### What to work on
Word for word, copy all the data and drop the pictures.
=== Begin Enclosure ===
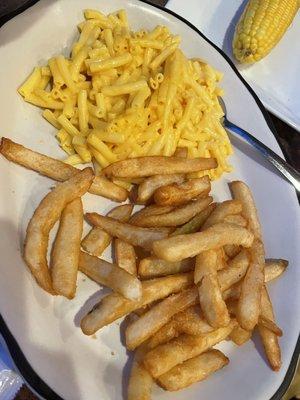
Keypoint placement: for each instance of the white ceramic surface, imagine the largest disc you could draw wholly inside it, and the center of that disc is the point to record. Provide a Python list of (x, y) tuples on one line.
[(275, 79), (47, 328)]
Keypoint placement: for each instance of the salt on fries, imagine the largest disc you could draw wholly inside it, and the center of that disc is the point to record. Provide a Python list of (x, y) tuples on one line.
[(146, 116)]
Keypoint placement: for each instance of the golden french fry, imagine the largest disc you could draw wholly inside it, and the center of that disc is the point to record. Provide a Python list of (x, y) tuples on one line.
[(193, 370), (181, 152), (210, 295), (97, 240), (115, 306), (44, 218), (66, 248), (178, 216), (135, 235), (165, 356), (178, 247), (236, 219), (153, 209), (149, 323), (269, 324), (195, 223), (269, 338), (239, 335), (125, 256), (274, 268), (157, 165), (110, 275), (147, 188), (236, 270), (152, 267), (177, 194), (248, 309), (228, 207), (241, 192), (140, 381), (57, 170)]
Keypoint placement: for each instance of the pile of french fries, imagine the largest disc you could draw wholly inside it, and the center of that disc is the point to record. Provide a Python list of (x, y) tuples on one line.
[(188, 273)]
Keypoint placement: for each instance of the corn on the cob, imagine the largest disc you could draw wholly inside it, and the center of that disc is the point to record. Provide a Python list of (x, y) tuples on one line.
[(261, 26)]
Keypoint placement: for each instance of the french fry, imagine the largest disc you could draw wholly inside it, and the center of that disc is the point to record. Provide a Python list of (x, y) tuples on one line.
[(248, 309), (57, 170), (157, 165), (236, 219), (135, 235), (178, 216), (110, 275), (178, 247), (269, 338), (210, 295), (140, 381), (66, 248), (274, 268), (236, 270), (125, 256), (152, 267), (193, 370), (177, 194), (149, 323), (228, 207), (153, 209), (241, 192), (165, 356), (147, 188), (195, 223), (97, 240), (114, 306), (47, 213)]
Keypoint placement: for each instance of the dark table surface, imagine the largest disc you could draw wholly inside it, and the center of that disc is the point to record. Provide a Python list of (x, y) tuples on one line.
[(287, 137)]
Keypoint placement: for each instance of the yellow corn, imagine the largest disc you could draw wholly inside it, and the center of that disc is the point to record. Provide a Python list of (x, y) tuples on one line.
[(261, 26)]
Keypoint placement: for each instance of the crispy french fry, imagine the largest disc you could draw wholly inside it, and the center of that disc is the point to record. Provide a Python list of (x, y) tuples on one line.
[(57, 170), (236, 219), (165, 356), (44, 218), (228, 207), (97, 240), (115, 306), (147, 188), (156, 165), (210, 295), (140, 381), (66, 248), (269, 338), (177, 194), (178, 247), (181, 152), (125, 256), (149, 323), (178, 216), (193, 370), (195, 223), (135, 235), (110, 275), (248, 309), (274, 268), (153, 209), (236, 270), (152, 267), (241, 192)]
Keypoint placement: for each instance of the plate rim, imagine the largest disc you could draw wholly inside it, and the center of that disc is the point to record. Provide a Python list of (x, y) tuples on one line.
[(27, 372)]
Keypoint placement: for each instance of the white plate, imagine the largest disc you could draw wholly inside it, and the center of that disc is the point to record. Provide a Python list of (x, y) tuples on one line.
[(275, 79), (46, 328)]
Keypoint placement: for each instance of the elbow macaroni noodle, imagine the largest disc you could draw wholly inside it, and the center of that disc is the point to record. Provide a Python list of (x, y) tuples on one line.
[(127, 94)]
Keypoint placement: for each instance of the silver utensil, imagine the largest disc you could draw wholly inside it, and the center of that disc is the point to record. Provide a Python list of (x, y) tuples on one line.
[(290, 173)]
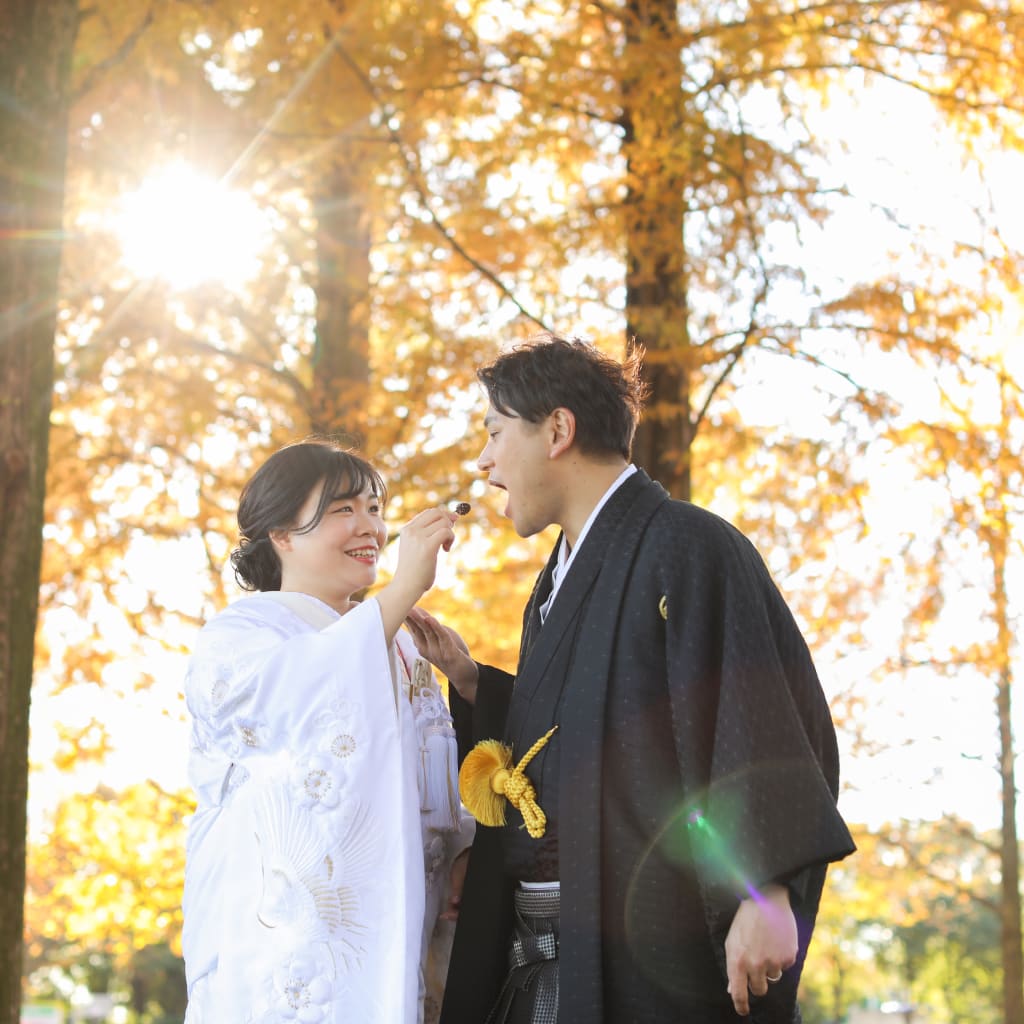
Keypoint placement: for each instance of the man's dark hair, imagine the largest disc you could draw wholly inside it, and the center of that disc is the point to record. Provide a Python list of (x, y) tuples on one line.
[(274, 496), (546, 373)]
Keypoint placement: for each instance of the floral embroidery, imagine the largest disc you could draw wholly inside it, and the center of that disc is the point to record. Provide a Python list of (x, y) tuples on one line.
[(317, 781), (249, 733), (302, 992), (343, 744)]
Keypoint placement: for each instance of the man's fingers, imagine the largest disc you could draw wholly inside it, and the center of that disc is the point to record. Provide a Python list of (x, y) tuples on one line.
[(738, 990)]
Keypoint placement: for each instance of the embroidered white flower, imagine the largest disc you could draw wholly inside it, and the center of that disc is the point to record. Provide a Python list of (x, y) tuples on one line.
[(339, 724), (248, 734), (316, 780), (302, 992)]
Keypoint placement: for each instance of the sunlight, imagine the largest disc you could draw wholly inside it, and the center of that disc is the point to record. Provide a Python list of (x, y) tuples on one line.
[(186, 228)]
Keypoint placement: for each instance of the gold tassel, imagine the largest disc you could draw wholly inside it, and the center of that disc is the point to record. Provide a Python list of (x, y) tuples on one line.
[(487, 778)]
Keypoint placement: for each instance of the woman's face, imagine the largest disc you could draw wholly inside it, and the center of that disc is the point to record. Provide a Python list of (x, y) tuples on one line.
[(338, 557)]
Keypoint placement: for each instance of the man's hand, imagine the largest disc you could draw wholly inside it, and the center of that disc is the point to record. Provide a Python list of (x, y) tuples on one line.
[(443, 648), (459, 866), (761, 944)]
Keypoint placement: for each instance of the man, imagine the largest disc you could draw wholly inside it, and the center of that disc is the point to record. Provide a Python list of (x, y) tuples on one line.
[(688, 792)]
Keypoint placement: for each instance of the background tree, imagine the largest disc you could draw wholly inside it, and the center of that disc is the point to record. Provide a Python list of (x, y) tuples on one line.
[(36, 42)]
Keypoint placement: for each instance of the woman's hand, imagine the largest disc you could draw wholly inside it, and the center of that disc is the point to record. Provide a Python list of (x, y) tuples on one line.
[(443, 648), (419, 543)]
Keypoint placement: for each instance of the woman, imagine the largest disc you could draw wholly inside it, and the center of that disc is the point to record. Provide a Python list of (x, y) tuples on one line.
[(323, 758)]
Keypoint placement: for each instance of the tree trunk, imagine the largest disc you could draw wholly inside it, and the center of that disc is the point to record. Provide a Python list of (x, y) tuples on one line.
[(341, 356), (36, 42), (996, 537), (655, 287)]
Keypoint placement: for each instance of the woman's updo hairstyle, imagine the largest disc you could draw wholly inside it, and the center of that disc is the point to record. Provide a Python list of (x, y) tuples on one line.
[(274, 496)]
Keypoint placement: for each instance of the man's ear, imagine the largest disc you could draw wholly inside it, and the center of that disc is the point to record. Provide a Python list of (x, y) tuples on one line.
[(562, 426)]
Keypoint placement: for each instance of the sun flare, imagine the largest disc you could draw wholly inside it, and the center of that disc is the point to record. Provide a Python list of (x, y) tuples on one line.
[(185, 228)]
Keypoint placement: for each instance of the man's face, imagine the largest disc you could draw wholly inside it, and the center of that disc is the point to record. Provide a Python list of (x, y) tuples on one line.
[(516, 459)]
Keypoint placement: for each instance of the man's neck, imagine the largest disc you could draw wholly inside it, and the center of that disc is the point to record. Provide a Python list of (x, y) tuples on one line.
[(587, 486)]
=== End Enclosure ===
### Problem solution
Keypoint placement: for each instance of the white ceramic surface, imagine the largest disc you could draw wholly inside it, and the center of that disc is the point to record. Provide a Python list of (x, y) tuples on one line.
[(275, 79), (47, 328)]
Keypoint placement: for each instance of the salt on fries, imagine the largest disc you could draw wholly inside it, and the center of that disc is the point to record. Provide a Python list of (x, y) tuples on one line.
[(146, 116)]
Keypoint placement: for each instance of the golden french fry, imagine the largest disc you could draw wholly inside it, and the center of that disc is the point to record. Provide a Python list of (x, y) tuples on one line.
[(193, 370), (181, 152), (210, 295), (97, 240), (115, 306), (44, 218), (66, 248), (178, 216), (135, 235), (165, 356), (178, 247), (236, 219), (153, 209), (149, 323), (269, 324), (195, 223), (269, 338), (239, 335), (125, 256), (274, 268), (157, 165), (110, 275), (147, 188), (236, 270), (152, 267), (177, 194), (248, 309), (228, 207), (241, 192), (140, 381), (57, 170)]
Keypoint placement: for each instance of the pile of french fries, imagine the largest disc you could draw wholly inside it, and the center of that disc is the point to record. Provide a Python list of (x, y) tuples on one line.
[(188, 273)]
Keypoint placement: for each instance of the corn on the cob, imagine the largest disc you could draw wholly inside it, and the center of that disc is the point to record. Provide a Python list of (x, y) tuples on one line.
[(261, 26)]
Keypoint placement: for each instance of the french fry, imagine the largest disc you could draw wholly inside it, and the center of that disc is the point to record. Provide a Python list of (x, y) tuples on one line.
[(248, 309), (57, 170), (157, 165), (236, 219), (135, 235), (178, 216), (110, 275), (178, 247), (269, 338), (210, 295), (140, 381), (66, 248), (274, 268), (236, 270), (125, 256), (152, 267), (193, 370), (177, 194), (149, 323), (228, 207), (153, 209), (241, 192), (165, 356), (147, 188), (195, 223), (97, 240), (114, 306), (47, 213)]
Keypoint placement: for each instance of the dark table surface, imagine the largest disc you could draw wholly inside it, and the center of that disc is the point to record. Provide a Python list of (x, y) tuples on one line.
[(287, 137)]
Keypoint placement: for each instance of the yellow corn, imagine the largest disc you could draw wholly inside it, and the center of that disc is the point to record. Provide a Python list of (x, y) tuples on one line.
[(261, 26)]
Keypoint placement: for each instance of the crispy french fry, imagine the largest disc you could draw wholly inside it, and the center of that disc is the point to record. Provide a Python list of (x, y) tuples on one line.
[(57, 170), (236, 219), (165, 356), (44, 218), (228, 207), (97, 240), (115, 306), (147, 188), (156, 165), (210, 295), (140, 381), (66, 248), (269, 338), (177, 194), (178, 247), (181, 152), (125, 256), (149, 323), (178, 216), (193, 370), (195, 223), (135, 235), (110, 275), (248, 309), (274, 268), (153, 209), (236, 270), (152, 267), (241, 192)]
Keypoint placement: for each instance of the plate rim, imagine the largest disc you could draw wholly inside it, and the center of that disc is the point to record. Provide a Python list of (x, y) tuples on one line.
[(27, 372)]
Keypoint placement: for each instance of the white plate, imagine the largest disc you could draw wholly inside it, and the center of that disc is the point to record. Provide a Python list of (x, y) tuples on one line.
[(275, 79), (46, 328)]
Keypoint placement: for each instance of the elbow macaroni noodle, imagine the largest disc you could draw wholly inside it, and the center of that disc is the point to record. Provide a Python list of (x, y) tuples on one line.
[(127, 94)]
Keypoint placement: for each instance of the silver utensil, imagine the largest disc you could draw wholly inside it, and the center of that disc is the point to record. Provide a Python list of (x, y) tuples on one line.
[(290, 173)]
Keypoint placement: for each instance of the man's dark hair, imagine the largest disc you could draw wholly inside it, and the center of that disc is the point to record. Provide a Python list of (x, y) tuples on one line.
[(274, 496), (546, 373)]
Keypoint placement: for each instance of the floral embroidery, imagine the largest disc you could draw wholly inside it, and the center of that disc is the point to record. Provide a Python list of (x, y) tuples on one line.
[(317, 781), (249, 733), (302, 992), (343, 744)]
Keypoint placement: for each instance of the man's fingers, imagine the largest disc you could draw wholly inside it, and the center of that disc is the point to record. Provide a Python list of (x, y) tuples on one line.
[(738, 990)]
Keypoint placement: for each instance of the embroidered white flower, imagine the largest disc you could draw wholly inside it, and the center of that disc is the point to record. Provide a Python list of (x, y) tuples on one line.
[(339, 724), (248, 734), (316, 780), (302, 992)]
Keypoint placement: for each instance of the sunlight, imagine the largest disc you could draw wholly inside it, and the center of that disc is the point to record. Provide a Python list of (x, y) tuples on one line.
[(186, 228)]
Keypoint placement: for each instance of the gold tassel, imagine the largest disc you could draw wholly inside it, and the center of that disc is the point to record. Provide a Python list of (x, y) tuples on one line.
[(487, 778)]
Keypoint placement: for each instance of the woman's face, imagine the largest disc you could draw wholly inside it, and the center of that disc is the point to record. Provide a Python list of (x, y) tuples on one line.
[(338, 557)]
Keypoint placement: for each instance of the man's hand, imagine the largest disc you could draw wholly inside it, and the center of that disc is the point to record. Provide a Python list of (x, y) tuples on one line.
[(443, 648), (459, 866), (761, 944)]
Keypoint placement: for each instance of the man, imagine the largest disc you could draw wholly inside it, and the center of that disc is the point to record. Provide a Python list of (x, y) tuples on one line.
[(688, 792)]
Keypoint placement: for each instance of the background tree, imagine the largest disc you could draw wholly inside it, and the center of that disc is the point to record. Provide a Python list of (x, y) tuples on one line.
[(36, 42)]
Keypoint placement: for each instance of the woman's hand, imagine the largest disc you could draw wholly inside it, and the center of that disc is the point to record. Provide a Python list of (x, y) tuples on one line.
[(443, 648), (419, 543)]
Keypoint placement: for each instance of the woman, imagine the largest disc you could draw wholly inside it, and the center of that disc is the point to record. Provide a Python list of (x, y) tuples on one line.
[(323, 758)]
Keypoint placement: for each instance of the tree trunk, imagine the largest disc you could draw wholly inside it, and the center of that disc is the point to record. Provide a Python list of (x, y) tuples on one line.
[(341, 356), (36, 42), (996, 537), (655, 287)]
Keypoint placement: for each instance of the woman's updo hairstyle, imagine the largest disc you could draw wholly inside it, and the center of that disc is the point to record. Provide a Python list of (x, y) tuples on one line.
[(274, 496)]
Keypoint placement: for each instance of the man's ear, imagine the largest disc you could draw wholly inside it, and the center of that disc is the point to record. Provide a Python list of (x, y) tuples on one line.
[(562, 426)]
Keypoint placement: for each instance of the sun flare, imagine the largest disc you could draw wholly inside it, and the center of that disc is the point to record. Provide a Python list of (x, y) tuples on one line.
[(185, 228)]
Keypoint placement: for each instance of the man's face, imagine the largest disc you could draw wholly inside it, and the center of that disc is the point to record. Provide a Python list of (x, y) tuples on one line.
[(516, 459)]
Keypoint placement: for each instance of the man's neck, imagine the largest disc you could draw wholly inside it, and the center of that disc is the point to record. Provide a Python list of (x, y) tuples on one line.
[(587, 486)]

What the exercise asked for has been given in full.